>> start

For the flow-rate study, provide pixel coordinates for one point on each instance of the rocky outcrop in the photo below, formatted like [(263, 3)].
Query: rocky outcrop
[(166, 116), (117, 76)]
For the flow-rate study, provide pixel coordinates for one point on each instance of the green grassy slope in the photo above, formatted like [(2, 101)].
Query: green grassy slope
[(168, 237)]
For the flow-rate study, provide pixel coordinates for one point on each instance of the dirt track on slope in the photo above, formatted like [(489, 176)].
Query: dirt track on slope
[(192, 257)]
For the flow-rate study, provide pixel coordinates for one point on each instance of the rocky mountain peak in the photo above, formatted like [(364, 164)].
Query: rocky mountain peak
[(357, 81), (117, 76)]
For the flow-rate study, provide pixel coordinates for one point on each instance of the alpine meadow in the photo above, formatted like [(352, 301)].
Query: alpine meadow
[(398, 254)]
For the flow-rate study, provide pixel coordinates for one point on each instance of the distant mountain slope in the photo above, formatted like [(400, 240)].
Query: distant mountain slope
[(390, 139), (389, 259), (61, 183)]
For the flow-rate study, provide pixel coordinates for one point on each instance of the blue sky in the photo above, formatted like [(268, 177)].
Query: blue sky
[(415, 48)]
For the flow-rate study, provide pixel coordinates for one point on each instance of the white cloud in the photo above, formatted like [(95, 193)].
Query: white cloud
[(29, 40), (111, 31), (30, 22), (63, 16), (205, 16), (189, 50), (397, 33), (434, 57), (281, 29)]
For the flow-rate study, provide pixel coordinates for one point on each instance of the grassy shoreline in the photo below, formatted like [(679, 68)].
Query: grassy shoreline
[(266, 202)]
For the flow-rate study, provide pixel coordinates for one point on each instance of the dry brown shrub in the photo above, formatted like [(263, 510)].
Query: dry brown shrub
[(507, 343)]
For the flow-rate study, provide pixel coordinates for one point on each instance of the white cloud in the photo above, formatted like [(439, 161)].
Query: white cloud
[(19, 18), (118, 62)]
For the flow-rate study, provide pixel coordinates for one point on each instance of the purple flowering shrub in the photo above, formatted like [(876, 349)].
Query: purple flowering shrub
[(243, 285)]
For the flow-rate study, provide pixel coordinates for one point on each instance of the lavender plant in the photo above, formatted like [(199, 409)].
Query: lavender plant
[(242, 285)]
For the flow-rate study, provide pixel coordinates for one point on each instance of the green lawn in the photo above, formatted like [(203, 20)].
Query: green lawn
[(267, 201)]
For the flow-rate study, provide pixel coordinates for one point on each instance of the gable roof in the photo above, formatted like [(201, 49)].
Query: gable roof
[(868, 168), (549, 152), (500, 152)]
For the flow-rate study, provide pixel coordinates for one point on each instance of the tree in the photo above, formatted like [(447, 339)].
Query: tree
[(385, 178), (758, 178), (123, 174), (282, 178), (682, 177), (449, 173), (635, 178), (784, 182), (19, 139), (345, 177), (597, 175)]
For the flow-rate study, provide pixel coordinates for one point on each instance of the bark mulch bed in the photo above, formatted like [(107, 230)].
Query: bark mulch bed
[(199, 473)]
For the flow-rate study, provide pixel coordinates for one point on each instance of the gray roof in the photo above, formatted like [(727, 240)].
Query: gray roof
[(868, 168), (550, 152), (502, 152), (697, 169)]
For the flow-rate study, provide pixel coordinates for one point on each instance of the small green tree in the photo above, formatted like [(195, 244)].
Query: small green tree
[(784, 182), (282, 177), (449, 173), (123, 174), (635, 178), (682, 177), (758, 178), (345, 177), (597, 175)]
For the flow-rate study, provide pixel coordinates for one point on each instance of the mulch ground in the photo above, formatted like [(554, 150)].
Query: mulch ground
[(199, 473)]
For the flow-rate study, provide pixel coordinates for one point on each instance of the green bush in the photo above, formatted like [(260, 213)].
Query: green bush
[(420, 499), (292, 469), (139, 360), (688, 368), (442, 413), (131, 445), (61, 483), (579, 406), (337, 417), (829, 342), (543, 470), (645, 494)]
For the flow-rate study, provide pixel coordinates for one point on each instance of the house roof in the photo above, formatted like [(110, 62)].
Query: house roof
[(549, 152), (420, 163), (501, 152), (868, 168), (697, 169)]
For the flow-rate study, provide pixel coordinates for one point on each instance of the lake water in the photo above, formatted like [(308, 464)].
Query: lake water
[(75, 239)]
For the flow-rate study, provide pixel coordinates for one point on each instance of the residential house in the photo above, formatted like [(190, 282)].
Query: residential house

>> end

**DIRECTIONS FOR THIS TASK**: Copy everything from the line containing "like [(190, 282)]." down to the end of the records, keeping each line unchanged.

**WRITTEN RESPONSE**:
For the flow-rate study, provide pixel coordinates for one point on each instance of the residential house in the photo above, formatted like [(190, 282)].
Query: residential house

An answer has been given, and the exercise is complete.